Labeled area outline material
※

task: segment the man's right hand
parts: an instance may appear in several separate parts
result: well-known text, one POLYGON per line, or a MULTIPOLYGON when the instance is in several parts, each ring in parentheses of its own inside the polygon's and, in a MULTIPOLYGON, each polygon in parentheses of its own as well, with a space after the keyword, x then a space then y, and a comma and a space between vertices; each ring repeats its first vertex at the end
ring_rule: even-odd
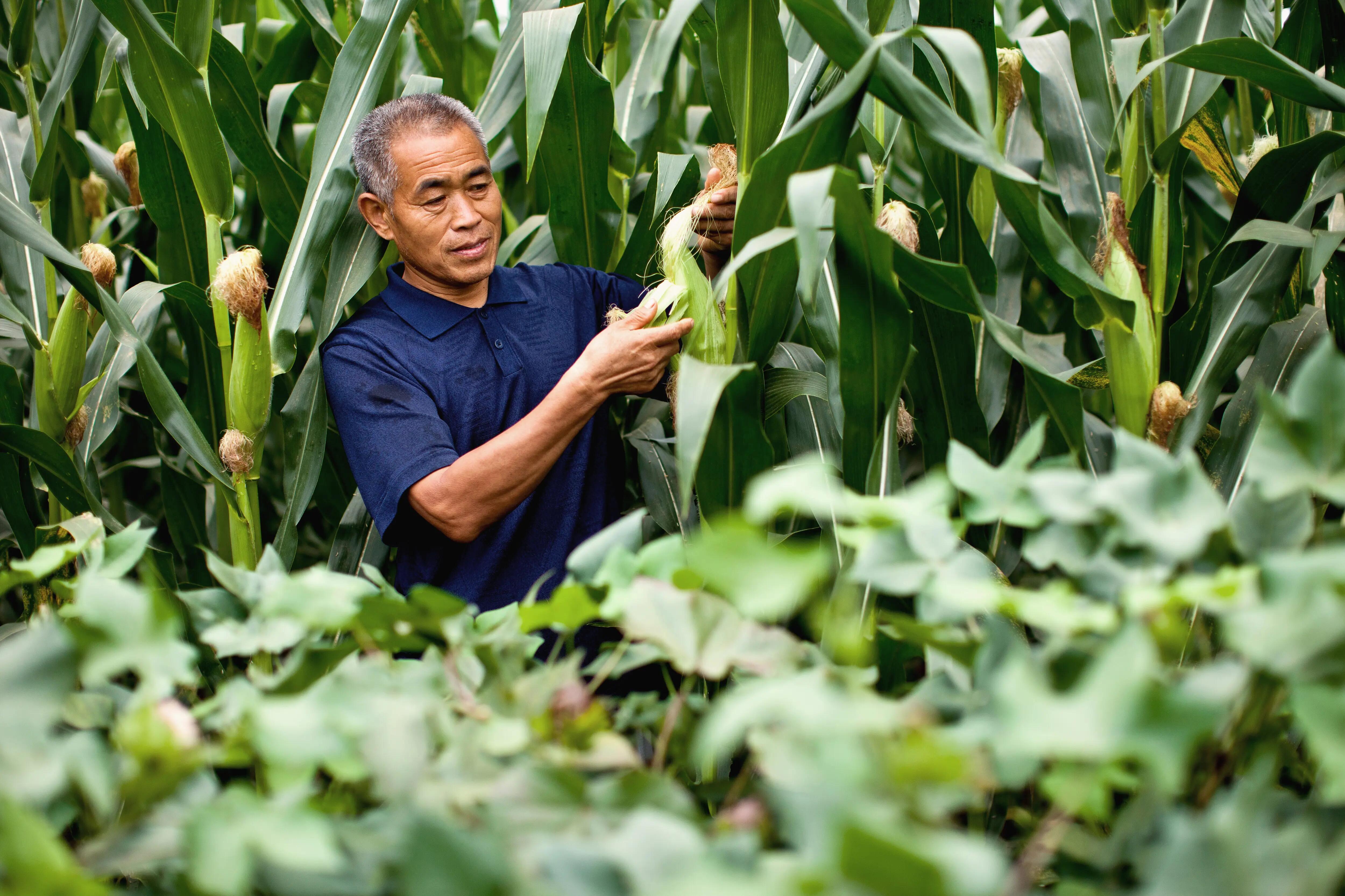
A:
POLYGON ((663 377, 663 369, 691 332, 694 321, 682 318, 644 329, 658 309, 636 308, 593 337, 570 368, 599 400, 612 395, 643 395, 663 377))

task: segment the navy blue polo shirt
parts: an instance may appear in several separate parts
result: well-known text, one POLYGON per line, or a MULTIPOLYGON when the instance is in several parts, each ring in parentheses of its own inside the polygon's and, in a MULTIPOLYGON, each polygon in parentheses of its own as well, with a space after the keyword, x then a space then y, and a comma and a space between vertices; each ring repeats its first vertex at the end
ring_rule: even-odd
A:
POLYGON ((398 548, 397 588, 428 582, 492 610, 542 575, 542 596, 565 557, 616 517, 620 481, 608 470, 600 410, 541 485, 475 541, 451 541, 406 490, 518 423, 546 398, 603 326, 607 309, 635 308, 643 287, 589 267, 496 267, 486 305, 465 308, 406 283, 387 289, 321 348, 327 399, 360 496, 398 548))

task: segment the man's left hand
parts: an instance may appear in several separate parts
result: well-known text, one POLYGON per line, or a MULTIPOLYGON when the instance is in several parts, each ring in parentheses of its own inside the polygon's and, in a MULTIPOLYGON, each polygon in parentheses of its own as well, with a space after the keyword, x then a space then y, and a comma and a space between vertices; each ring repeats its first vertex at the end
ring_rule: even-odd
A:
MULTIPOLYGON (((720 169, 712 168, 705 179, 705 188, 714 189, 720 183, 720 169)), ((705 258, 705 273, 714 279, 729 259, 729 250, 733 247, 733 215, 738 210, 737 184, 714 189, 701 207, 701 216, 695 222, 697 249, 705 258)))

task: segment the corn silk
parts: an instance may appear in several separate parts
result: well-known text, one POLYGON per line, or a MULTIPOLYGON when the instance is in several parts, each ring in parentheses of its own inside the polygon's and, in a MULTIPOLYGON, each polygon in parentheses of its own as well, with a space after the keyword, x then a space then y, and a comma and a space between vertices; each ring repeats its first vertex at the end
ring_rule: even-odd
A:
MULTIPOLYGON (((714 188, 702 191, 663 227, 658 249, 663 279, 644 294, 640 308, 658 308, 658 313, 646 326, 675 324, 683 317, 690 317, 695 325, 682 340, 682 353, 707 364, 729 364, 733 360, 733 348, 729 345, 725 309, 716 301, 714 289, 691 251, 695 224, 706 211, 710 193, 737 184, 737 157, 733 146, 724 144, 712 146, 710 160, 720 169, 720 181, 714 188)), ((608 313, 608 321, 623 317, 625 313, 616 308, 608 313)), ((672 356, 670 367, 674 372, 679 363, 681 355, 672 356)))

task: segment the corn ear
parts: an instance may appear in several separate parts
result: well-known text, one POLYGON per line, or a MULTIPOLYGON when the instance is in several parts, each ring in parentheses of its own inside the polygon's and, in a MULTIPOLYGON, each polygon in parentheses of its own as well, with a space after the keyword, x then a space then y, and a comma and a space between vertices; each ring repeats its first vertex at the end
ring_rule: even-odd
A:
POLYGON ((38 406, 38 429, 59 442, 66 435, 66 416, 51 387, 51 351, 32 353, 32 392, 38 406))
POLYGON ((71 290, 61 304, 56 325, 47 343, 51 352, 51 387, 61 412, 61 424, 79 407, 77 398, 83 380, 83 361, 89 351, 89 314, 79 293, 71 290))
POLYGON ((227 419, 230 429, 252 439, 270 420, 270 330, 265 304, 257 313, 256 326, 246 317, 239 317, 234 325, 227 419))

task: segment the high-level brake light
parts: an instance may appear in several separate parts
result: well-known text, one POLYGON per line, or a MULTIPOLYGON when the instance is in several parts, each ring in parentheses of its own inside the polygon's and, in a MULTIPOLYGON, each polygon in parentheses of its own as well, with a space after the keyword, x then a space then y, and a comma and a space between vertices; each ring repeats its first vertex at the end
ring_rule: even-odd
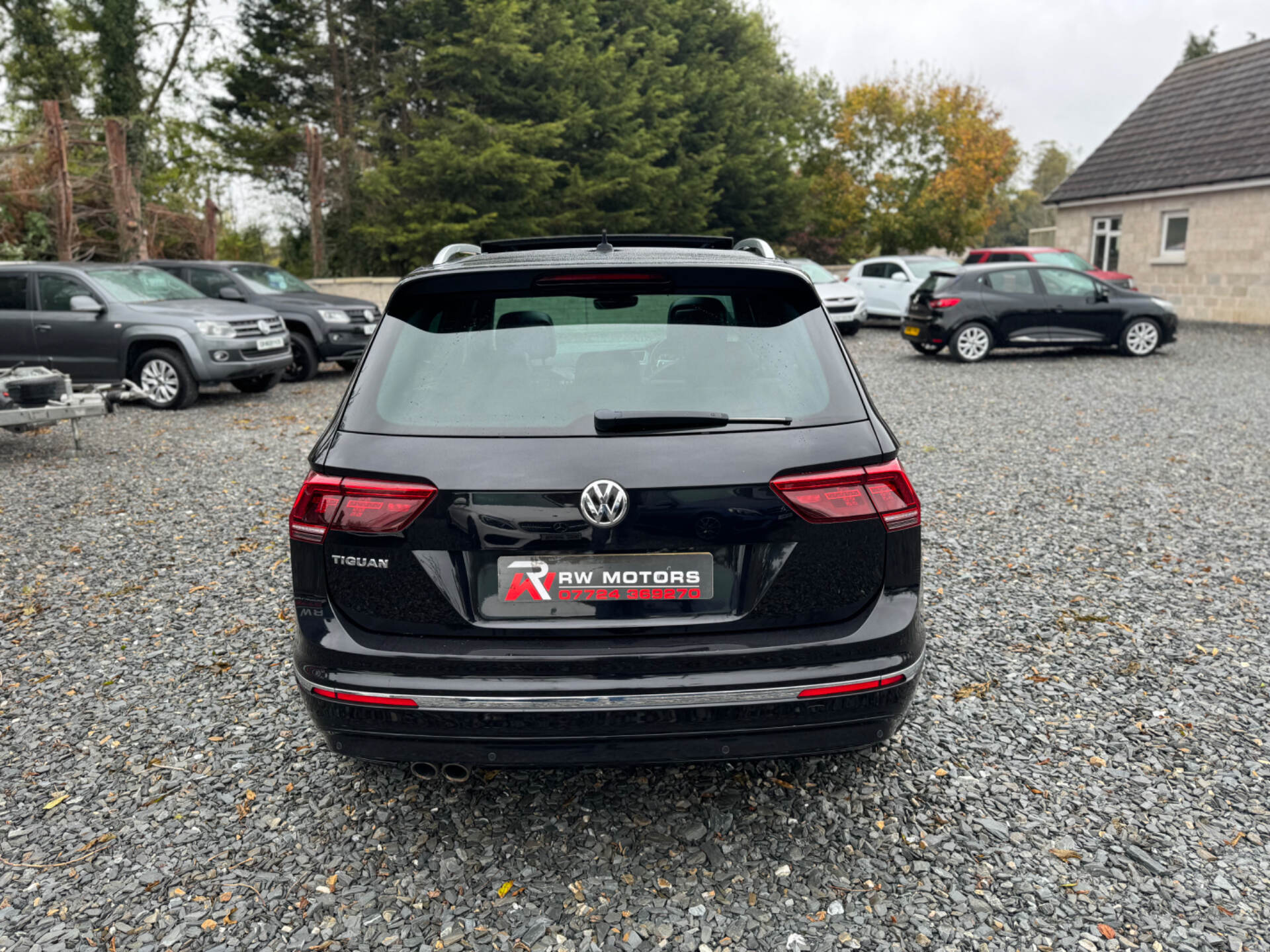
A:
POLYGON ((781 476, 772 491, 808 522, 881 518, 888 532, 922 524, 922 504, 899 459, 833 472, 781 476))
POLYGON ((437 487, 424 482, 389 482, 311 472, 291 506, 291 538, 321 542, 326 529, 401 532, 414 522, 437 487))

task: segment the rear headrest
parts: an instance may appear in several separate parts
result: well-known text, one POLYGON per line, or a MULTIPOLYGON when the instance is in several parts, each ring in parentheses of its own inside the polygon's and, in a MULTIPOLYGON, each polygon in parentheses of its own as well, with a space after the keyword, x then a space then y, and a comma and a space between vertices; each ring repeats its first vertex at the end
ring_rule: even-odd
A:
POLYGON ((555 326, 542 311, 508 311, 498 319, 494 349, 500 354, 525 354, 531 360, 555 355, 555 326))
POLYGON ((709 324, 721 327, 728 322, 728 308, 716 297, 681 297, 671 305, 665 322, 709 324))

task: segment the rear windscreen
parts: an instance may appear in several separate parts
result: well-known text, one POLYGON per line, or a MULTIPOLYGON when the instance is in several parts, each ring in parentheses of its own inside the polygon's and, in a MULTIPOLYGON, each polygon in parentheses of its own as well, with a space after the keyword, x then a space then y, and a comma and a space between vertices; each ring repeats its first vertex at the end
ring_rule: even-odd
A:
MULTIPOLYGON (((865 419, 824 312, 782 289, 417 296, 389 315, 340 428, 594 435, 597 410, 865 419)), ((813 298, 814 301, 814 298, 813 298)))

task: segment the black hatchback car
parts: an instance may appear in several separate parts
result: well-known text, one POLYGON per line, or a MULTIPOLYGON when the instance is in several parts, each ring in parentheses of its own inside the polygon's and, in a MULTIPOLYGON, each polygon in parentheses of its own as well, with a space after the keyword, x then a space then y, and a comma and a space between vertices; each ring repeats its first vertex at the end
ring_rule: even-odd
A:
POLYGON ((1071 268, 963 265, 918 286, 900 333, 923 354, 947 347, 965 363, 998 347, 1116 347, 1147 357, 1177 338, 1177 312, 1071 268))
POLYGON ((447 248, 291 513, 312 718, 452 779, 876 744, 926 641, 897 448, 766 242, 447 248))

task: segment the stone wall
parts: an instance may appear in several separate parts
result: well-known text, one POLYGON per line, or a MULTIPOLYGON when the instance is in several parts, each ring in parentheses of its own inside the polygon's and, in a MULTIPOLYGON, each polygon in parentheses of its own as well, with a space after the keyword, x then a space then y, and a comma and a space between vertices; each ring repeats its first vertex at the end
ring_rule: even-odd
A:
POLYGON ((1184 319, 1270 325, 1270 188, 1058 209, 1059 248, 1091 258, 1093 218, 1120 216, 1120 264, 1184 319), (1165 212, 1186 211, 1186 251, 1161 254, 1165 212))

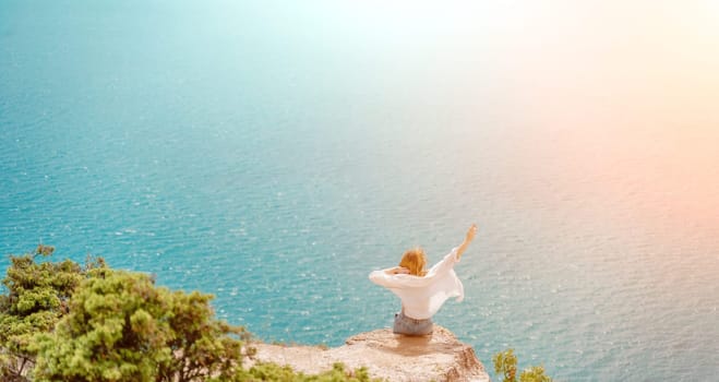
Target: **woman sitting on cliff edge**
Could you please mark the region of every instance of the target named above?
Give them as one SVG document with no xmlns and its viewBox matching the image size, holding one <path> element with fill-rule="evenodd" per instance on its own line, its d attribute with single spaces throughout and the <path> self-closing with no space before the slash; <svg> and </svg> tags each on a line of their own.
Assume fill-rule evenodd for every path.
<svg viewBox="0 0 719 382">
<path fill-rule="evenodd" d="M 457 301 L 464 299 L 465 290 L 454 272 L 454 264 L 459 262 L 476 234 L 477 226 L 472 224 L 465 241 L 429 271 L 424 271 L 424 251 L 415 248 L 405 252 L 399 266 L 370 273 L 373 283 L 390 289 L 402 300 L 402 311 L 395 314 L 394 333 L 432 334 L 432 315 L 444 301 L 450 297 L 457 297 Z"/>
</svg>

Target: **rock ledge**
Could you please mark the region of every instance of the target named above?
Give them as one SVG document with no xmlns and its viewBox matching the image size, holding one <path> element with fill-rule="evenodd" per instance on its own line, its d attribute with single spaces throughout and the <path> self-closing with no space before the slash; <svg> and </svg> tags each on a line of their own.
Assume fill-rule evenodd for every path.
<svg viewBox="0 0 719 382">
<path fill-rule="evenodd" d="M 490 380 L 471 346 L 439 325 L 434 325 L 431 336 L 423 337 L 396 335 L 391 329 L 360 333 L 347 338 L 345 345 L 328 349 L 269 344 L 255 347 L 256 361 L 289 365 L 304 373 L 317 373 L 343 362 L 350 369 L 367 367 L 370 377 L 393 382 Z"/>
</svg>

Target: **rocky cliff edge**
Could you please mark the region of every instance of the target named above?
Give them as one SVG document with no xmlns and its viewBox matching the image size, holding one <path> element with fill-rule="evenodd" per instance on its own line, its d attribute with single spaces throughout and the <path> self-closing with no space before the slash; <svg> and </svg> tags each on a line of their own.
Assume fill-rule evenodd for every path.
<svg viewBox="0 0 719 382">
<path fill-rule="evenodd" d="M 289 365 L 297 371 L 319 373 L 343 362 L 349 369 L 366 367 L 372 378 L 387 381 L 489 382 L 484 366 L 471 346 L 448 330 L 434 325 L 431 336 L 396 335 L 391 329 L 360 333 L 345 345 L 328 349 L 316 346 L 255 344 L 254 361 Z"/>
</svg>

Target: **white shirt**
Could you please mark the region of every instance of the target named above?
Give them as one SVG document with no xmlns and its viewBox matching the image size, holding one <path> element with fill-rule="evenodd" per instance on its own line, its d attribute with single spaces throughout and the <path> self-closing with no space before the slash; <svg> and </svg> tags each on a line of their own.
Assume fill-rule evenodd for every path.
<svg viewBox="0 0 719 382">
<path fill-rule="evenodd" d="M 450 297 L 457 297 L 457 301 L 465 298 L 465 288 L 454 273 L 457 262 L 457 248 L 454 248 L 424 276 L 390 275 L 382 270 L 370 273 L 370 279 L 399 297 L 406 317 L 426 320 L 432 318 Z"/>
</svg>

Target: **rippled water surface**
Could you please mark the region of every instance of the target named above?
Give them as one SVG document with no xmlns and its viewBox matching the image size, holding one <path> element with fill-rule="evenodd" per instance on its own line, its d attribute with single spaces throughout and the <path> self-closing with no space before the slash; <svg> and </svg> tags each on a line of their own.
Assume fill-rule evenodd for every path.
<svg viewBox="0 0 719 382">
<path fill-rule="evenodd" d="M 101 255 L 338 345 L 391 324 L 371 270 L 476 222 L 435 321 L 488 368 L 710 381 L 709 3 L 2 1 L 0 252 Z"/>
</svg>

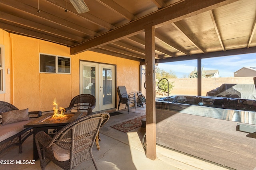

※

TASK DESCRIPTION:
Copy the material word for word from the line with "task: segment the high-level brake light" up to and including the line with "POLYGON ((709 324, 721". Leave out any pictures.

THE RESULT:
task: segment the high-level brake light
parts: an instance may appear in several separate parts
result: well-known text, one POLYGON per line, or a MULTIPOLYGON when the instance is in several parts, each ring in parentheses of its own inside the polygon's and, in a MULTIPOLYGON, each polygon in parentheses of its own as well, with a space after the keyword, x then a space then y, and a comma and a space between vertices; each ring repeats its first vertex at the end
ring_rule: even-odd
A:
POLYGON ((781 476, 772 491, 808 522, 881 518, 888 532, 922 524, 922 504, 899 459, 833 472, 781 476))
POLYGON ((437 487, 424 482, 389 482, 311 472, 291 506, 291 538, 321 542, 326 529, 401 532, 414 522, 437 487))

task: segment the rear headrest
parts: an instance may appear in several separate parts
result: well-known text, one POLYGON per line, or a MULTIPOLYGON when the instance is in several parts, each ring in parentheses of its own inside the polygon's and, in a MULTIPOLYGON, each polygon in parentheses of its own as well, with a space after the keyword, x then a space then y, and a comma and a space between vertices; each ring repeats its first vertex at the end
ring_rule: even-odd
A:
POLYGON ((555 326, 542 311, 508 311, 498 319, 494 349, 500 354, 525 354, 531 360, 555 355, 555 326))
POLYGON ((709 324, 721 327, 728 322, 728 308, 716 297, 681 297, 671 305, 665 322, 709 324))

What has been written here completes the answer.